«Swiss Ski est une machine qui continuera à tourner parfaitement»
Quand Urs Lehmann prend la tête de Swiss Ski en 2008, l’Autriche domine sans partage le Cirque Blanc. Sportivement comme financièrement, nos voisins semblent intouchables. Mais grâce à sa vision pourtant jugée trop audacieuses par certains, Lehmann inverse la tendance: 17 ans plus tard, le chiffre d’affaires du ski suisse est passée de 26 à plus de 100 millions de francs, et sur les pistes, les Autrichiens sont désormais le plus souvent derrière.
Le champion du monde de descente 1993 a accepté de revenir sur son parcours, ses projets avec le président de la FIS Johan Eliasch et les menaces que son départ pourrait faire peser sur les ambitions olympiques helvétiques.
Urs Lehmann, après 19 ans à la tête de Swiss Ski, dont 17 comme président, vous quittez vos fonctions. Est-ce par lassitude?
Pas du tout. Je n’ai jamais ressenti de fatigue, pas une seule fois. Ce que j’ai pu construire et vivre avec les équipes de Swiss Ski est unique. Sans prétention, je crois que nous pouvons affirmer être aujourd’hui la fédération sportive numéro un en Suisse. Et sur la scène internationale, nous avons aussi marqué le monde des sports de neige. C’est une réussite dont nous pouvons être fiers.
Vous aviez brigué la présidence de la FIS, mais aviez été battu par Johan Eliasch. La campagne avait été tendue, et vous sembliez en profond désaccord. Aujourd’hui, vous annoncez vouloir travailler à ses côtés. Comment est-ce possible?

CONSIGNE:
Recopiez le passage de l'entretien sur Swiss Ski compris entre « Le champion du » et « Est-ce par lassitude? », ces deux bornes incluses.

ENTRÉES LISTÉES:
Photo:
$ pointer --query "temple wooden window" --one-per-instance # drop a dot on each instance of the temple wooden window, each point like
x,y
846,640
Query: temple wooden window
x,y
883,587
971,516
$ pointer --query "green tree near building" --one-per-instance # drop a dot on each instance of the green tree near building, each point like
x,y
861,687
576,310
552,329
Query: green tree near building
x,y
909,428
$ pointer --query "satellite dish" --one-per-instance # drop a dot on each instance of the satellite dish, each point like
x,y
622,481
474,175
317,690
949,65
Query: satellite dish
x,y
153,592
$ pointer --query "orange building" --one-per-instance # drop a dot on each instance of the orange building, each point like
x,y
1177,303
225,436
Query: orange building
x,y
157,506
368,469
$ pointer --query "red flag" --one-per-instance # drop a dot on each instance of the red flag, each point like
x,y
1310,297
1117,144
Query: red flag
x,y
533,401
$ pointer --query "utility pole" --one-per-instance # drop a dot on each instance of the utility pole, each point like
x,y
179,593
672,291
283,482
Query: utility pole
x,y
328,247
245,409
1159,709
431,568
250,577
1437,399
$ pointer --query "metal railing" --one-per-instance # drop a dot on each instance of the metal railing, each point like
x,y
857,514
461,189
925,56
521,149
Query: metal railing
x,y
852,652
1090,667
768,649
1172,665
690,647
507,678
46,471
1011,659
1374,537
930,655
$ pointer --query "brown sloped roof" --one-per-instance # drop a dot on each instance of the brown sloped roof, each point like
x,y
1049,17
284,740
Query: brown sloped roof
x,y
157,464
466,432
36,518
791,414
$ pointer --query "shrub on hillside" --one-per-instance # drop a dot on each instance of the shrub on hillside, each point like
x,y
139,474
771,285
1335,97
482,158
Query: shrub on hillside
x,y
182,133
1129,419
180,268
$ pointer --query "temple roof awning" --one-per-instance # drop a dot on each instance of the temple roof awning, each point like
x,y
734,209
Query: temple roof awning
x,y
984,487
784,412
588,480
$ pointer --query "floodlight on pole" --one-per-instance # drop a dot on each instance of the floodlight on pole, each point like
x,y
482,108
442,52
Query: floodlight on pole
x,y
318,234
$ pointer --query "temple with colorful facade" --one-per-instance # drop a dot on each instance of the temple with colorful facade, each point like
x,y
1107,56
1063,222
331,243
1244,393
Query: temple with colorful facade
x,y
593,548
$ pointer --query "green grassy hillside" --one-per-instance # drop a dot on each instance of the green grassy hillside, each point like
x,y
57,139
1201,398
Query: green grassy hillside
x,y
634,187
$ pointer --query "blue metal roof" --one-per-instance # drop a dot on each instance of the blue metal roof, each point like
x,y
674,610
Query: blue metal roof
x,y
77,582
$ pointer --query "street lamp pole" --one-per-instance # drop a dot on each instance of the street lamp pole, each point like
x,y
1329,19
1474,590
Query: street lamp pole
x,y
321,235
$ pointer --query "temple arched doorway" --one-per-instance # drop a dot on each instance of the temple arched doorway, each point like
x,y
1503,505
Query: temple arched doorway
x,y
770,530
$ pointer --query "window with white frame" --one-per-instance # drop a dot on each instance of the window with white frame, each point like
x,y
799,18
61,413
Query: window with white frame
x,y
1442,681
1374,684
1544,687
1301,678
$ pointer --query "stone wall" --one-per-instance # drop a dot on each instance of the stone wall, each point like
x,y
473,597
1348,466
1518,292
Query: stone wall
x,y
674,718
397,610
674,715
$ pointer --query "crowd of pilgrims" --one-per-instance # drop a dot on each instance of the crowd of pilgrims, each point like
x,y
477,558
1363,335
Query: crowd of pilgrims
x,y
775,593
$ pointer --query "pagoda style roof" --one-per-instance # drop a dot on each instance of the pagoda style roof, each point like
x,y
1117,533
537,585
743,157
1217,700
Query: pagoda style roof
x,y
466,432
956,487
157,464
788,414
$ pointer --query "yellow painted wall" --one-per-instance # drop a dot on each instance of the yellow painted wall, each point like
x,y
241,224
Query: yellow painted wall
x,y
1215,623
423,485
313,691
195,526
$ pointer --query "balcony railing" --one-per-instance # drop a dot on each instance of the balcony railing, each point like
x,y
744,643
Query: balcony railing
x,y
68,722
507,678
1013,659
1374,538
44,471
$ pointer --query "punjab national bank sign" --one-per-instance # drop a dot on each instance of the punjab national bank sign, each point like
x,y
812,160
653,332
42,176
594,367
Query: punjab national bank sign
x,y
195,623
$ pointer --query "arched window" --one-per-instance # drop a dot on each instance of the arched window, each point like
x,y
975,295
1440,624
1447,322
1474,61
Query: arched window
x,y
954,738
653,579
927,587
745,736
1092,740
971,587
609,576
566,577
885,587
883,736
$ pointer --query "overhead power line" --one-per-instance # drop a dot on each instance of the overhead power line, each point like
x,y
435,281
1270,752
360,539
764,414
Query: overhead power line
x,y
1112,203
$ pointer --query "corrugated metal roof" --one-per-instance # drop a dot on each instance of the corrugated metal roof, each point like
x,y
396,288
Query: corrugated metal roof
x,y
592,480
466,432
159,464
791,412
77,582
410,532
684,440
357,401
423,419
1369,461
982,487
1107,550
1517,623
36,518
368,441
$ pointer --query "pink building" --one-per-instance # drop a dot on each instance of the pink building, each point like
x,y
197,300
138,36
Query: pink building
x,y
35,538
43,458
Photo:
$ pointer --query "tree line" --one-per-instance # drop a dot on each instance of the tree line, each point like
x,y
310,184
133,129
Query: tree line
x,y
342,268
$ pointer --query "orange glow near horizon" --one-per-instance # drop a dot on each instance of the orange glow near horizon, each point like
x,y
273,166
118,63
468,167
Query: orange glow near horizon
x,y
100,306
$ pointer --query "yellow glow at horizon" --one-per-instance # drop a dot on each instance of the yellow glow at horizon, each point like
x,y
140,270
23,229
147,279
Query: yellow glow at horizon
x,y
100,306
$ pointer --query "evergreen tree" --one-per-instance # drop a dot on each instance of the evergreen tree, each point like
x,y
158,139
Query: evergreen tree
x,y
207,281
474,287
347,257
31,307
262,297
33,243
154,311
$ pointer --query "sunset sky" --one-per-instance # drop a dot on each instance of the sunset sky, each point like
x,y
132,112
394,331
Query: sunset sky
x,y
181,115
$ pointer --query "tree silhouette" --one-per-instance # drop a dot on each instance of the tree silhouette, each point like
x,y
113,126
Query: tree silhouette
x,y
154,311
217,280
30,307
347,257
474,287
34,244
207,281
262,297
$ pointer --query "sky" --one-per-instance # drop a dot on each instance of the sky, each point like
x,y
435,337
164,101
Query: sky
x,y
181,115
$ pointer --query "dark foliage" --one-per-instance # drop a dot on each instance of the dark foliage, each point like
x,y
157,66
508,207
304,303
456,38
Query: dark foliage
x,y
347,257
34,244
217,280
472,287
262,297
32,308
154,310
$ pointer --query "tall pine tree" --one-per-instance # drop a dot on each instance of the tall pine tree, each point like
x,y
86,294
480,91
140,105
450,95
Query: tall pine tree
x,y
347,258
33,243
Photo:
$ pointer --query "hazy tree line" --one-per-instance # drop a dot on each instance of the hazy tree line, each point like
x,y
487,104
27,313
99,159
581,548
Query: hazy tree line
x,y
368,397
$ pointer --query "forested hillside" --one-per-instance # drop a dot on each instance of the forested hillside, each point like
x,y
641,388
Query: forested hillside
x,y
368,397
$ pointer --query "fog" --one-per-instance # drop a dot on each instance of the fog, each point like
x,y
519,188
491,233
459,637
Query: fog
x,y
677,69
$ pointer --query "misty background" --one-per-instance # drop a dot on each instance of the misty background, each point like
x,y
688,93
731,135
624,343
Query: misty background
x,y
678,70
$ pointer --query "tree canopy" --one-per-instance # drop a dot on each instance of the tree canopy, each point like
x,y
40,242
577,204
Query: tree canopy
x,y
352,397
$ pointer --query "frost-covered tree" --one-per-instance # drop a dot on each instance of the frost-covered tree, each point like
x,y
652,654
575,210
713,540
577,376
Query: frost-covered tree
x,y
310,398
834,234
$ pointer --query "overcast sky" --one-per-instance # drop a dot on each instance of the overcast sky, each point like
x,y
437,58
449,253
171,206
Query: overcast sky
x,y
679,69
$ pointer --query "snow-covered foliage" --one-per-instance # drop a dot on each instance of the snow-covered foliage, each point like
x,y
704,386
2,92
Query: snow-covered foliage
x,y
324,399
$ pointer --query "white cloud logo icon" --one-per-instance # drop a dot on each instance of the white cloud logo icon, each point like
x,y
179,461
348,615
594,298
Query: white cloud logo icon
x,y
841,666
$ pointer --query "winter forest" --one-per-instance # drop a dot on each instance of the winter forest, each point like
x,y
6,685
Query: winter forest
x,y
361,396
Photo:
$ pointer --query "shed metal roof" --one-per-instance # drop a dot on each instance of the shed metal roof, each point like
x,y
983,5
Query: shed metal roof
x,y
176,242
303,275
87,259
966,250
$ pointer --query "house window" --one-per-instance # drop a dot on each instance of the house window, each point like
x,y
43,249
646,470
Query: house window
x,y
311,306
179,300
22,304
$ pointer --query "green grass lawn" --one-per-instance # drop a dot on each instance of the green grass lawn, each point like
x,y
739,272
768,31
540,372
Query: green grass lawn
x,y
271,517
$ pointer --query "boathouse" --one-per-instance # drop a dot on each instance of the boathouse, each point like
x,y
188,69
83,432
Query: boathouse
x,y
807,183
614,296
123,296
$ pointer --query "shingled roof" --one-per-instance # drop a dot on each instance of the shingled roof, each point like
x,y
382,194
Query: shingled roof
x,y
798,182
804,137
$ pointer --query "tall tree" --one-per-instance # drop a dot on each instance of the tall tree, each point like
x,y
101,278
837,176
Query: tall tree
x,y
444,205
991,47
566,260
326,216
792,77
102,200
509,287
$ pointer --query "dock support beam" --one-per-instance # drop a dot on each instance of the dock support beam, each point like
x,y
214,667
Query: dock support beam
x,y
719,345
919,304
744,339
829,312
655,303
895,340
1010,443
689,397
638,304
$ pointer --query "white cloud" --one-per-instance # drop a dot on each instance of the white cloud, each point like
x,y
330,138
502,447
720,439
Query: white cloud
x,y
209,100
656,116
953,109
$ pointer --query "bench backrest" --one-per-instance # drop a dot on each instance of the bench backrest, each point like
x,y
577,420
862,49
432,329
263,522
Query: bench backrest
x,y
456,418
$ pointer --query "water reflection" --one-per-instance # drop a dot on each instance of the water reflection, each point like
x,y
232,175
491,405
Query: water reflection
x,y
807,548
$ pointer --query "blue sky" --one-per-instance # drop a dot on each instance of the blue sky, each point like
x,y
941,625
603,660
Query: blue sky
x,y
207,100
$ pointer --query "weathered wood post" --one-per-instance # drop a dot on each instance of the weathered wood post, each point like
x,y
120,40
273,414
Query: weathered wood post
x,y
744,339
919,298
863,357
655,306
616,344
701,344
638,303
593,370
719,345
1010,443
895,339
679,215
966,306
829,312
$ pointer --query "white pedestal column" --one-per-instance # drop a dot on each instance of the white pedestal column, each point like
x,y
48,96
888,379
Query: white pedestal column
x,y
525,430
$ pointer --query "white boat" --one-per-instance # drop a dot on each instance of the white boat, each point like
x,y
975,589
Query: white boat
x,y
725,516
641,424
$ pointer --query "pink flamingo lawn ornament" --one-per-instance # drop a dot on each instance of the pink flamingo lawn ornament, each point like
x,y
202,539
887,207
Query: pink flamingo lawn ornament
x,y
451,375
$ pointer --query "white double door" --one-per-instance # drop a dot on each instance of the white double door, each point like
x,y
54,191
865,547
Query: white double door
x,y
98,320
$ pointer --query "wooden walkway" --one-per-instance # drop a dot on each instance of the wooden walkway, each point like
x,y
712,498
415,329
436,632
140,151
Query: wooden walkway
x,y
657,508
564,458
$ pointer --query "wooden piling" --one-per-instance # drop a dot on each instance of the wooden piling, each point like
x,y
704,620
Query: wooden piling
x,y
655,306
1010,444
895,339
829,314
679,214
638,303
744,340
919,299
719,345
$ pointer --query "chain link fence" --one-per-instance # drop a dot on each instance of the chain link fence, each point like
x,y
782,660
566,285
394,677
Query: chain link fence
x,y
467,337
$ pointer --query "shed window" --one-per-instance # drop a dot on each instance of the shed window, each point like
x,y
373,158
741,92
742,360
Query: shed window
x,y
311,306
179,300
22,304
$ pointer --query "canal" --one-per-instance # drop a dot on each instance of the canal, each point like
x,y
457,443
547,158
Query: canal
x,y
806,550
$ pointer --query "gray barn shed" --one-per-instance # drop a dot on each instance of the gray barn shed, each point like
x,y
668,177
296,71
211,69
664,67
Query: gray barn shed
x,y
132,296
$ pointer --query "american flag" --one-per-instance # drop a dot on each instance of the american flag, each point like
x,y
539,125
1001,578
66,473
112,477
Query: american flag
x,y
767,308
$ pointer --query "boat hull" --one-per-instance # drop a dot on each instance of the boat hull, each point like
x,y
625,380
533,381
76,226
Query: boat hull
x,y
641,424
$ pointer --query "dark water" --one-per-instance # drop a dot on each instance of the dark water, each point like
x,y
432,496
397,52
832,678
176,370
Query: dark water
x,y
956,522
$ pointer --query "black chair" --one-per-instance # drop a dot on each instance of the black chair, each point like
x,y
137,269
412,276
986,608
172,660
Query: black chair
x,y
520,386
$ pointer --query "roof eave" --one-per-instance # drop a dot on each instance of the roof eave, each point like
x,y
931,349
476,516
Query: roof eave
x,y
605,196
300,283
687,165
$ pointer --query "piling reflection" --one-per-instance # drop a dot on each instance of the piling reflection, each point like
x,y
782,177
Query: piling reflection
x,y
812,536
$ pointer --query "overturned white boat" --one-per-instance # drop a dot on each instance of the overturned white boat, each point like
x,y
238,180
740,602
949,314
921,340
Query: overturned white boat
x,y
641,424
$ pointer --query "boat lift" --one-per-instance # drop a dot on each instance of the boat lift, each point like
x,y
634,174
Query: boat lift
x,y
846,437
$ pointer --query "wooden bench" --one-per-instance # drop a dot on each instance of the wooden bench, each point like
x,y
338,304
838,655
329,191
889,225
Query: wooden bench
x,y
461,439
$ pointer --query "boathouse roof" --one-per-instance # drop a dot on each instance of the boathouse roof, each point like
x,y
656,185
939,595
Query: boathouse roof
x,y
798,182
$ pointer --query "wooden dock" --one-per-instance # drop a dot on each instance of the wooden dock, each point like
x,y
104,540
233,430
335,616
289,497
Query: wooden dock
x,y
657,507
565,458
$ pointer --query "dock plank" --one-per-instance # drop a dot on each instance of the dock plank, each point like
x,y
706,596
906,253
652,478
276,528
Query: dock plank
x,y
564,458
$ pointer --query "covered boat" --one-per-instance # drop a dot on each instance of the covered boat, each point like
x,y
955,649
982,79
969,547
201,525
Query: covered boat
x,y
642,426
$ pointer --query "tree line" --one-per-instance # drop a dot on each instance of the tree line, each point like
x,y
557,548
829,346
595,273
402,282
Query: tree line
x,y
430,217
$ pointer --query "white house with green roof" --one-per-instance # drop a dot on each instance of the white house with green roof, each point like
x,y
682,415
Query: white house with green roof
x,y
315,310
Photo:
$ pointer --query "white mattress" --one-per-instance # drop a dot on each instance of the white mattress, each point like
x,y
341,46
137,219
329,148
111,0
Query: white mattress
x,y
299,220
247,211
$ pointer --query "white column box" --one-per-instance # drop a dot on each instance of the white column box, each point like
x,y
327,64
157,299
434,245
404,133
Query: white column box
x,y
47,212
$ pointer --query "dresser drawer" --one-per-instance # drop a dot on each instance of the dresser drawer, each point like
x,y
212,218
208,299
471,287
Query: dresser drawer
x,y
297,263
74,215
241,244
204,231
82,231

RÉPONSE:
Le champion du monde de descente 1993 a accepté de revenir sur son parcours, ses projets avec le président de la FIS Johan Eliasch et les menaces que son départ pourrait faire peser sur les ambitions olympiques helvétiques.
Urs Lehmann, après 19 ans à la tête de Swiss Ski, dont 17 comme président, vous quittez vos fonctions. Est-ce par lassitude?